VORGEGEBENER TEXT:
Das verfassungsmäßige Recht auf Kenntnis der eigenen Abstammung gilt nicht absolut. Es ist demnach vom Gestaltungsspielraum des Gesetzgebers gedeckt, wenn die rechtsfolgenlose Klärung der Abstammung nur innerhalb der rechtlichen Familie, nicht aber gegenüber dem mutmaßlich leiblichen, aber nicht rechtlichen Vater besteht. Das hat das Bundesverfassungsgericht entschieden.
Darum geht es
Die im Jahr 1950 nichtehelich geborene Beschwerdeführerin nimmt an, dass der Antragsgegner des Ausgangsverfahrens (im Folgenden: Antragsgegner) ihr leiblicher Vater ist. Im Jahr 1954 nahm die Beschwerdeführerin den Antragsgegner nach damaligem Recht auf „Feststellung blutsmäßiger Abstammung“ in Anspruch. Das Landgericht wies die Klage im Jahr 1955 rechtskräftig ab. Im Jahr 2009 forderte die Beschwerdeführerin den Antragsgegner zur Einwilligung in die Durchführung eines DNA-Tests auf, um die Vaterschaft „abschließend zu klären“.

BEREITGESTELLTE EINTRÄGE:
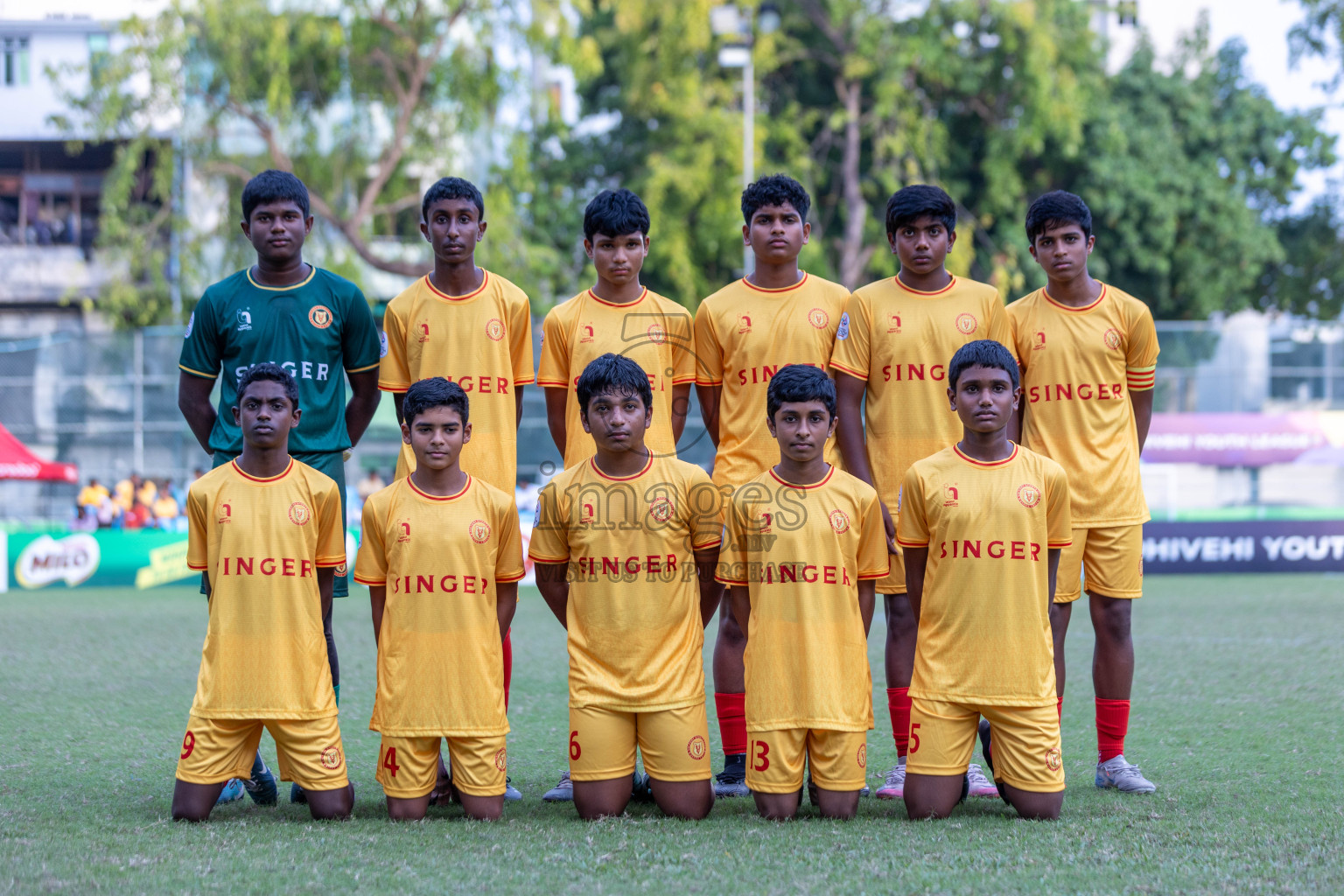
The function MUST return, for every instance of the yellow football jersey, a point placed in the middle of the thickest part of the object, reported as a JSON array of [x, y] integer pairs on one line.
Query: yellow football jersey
[[652, 331], [261, 542], [1077, 364], [483, 341], [984, 620], [802, 551], [634, 632], [900, 341], [742, 336], [440, 659]]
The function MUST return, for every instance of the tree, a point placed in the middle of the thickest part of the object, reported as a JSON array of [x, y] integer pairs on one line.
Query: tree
[[365, 100], [1187, 172]]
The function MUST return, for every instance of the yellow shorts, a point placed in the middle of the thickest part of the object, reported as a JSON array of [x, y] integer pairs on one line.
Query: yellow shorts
[[310, 751], [1110, 557], [408, 767], [675, 743], [1025, 742], [839, 760], [895, 580]]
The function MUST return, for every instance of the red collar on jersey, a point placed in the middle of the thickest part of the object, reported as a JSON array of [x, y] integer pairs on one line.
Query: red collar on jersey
[[257, 479], [970, 459], [622, 479], [782, 289], [480, 289], [1070, 308], [804, 488], [598, 298], [440, 497]]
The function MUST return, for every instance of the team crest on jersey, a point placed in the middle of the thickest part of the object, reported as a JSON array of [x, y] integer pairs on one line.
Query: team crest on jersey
[[662, 508], [1028, 494], [480, 531], [331, 758]]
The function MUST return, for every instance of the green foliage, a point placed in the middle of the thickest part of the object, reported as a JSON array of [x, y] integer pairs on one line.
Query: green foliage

DIE TEILAUFGABEN:
A: In welchem Jahr wies das Landgericht laut dem Text zur Abstammungsklärung die Klage der Beschwerdeführerin rechtskräftig ab?
B: Erläutern Sie anhand des Textes zur Abstammungsklärung, weshalb es vom Gestaltungsspielraum des Gesetzgebers gedeckt ist, dass die rechtsfolgenlose Klärung der Abstammung nur innerhalb der rechtlichen Familie besteht.

DIE LÖSUNGEN:
A: Im Jahr 1955.

B: Das verfassungsmäßige Recht auf Kenntnis der eigenen Abstammung gilt nicht absolut. Deshalb darf der Gesetzgeber die rechtsfolgenlose Klärung auf die rechtliche Familie beschränken und sie gegenüber dem mutmaßlich leiblichen, aber nicht rechtlichen Vater ausschließen.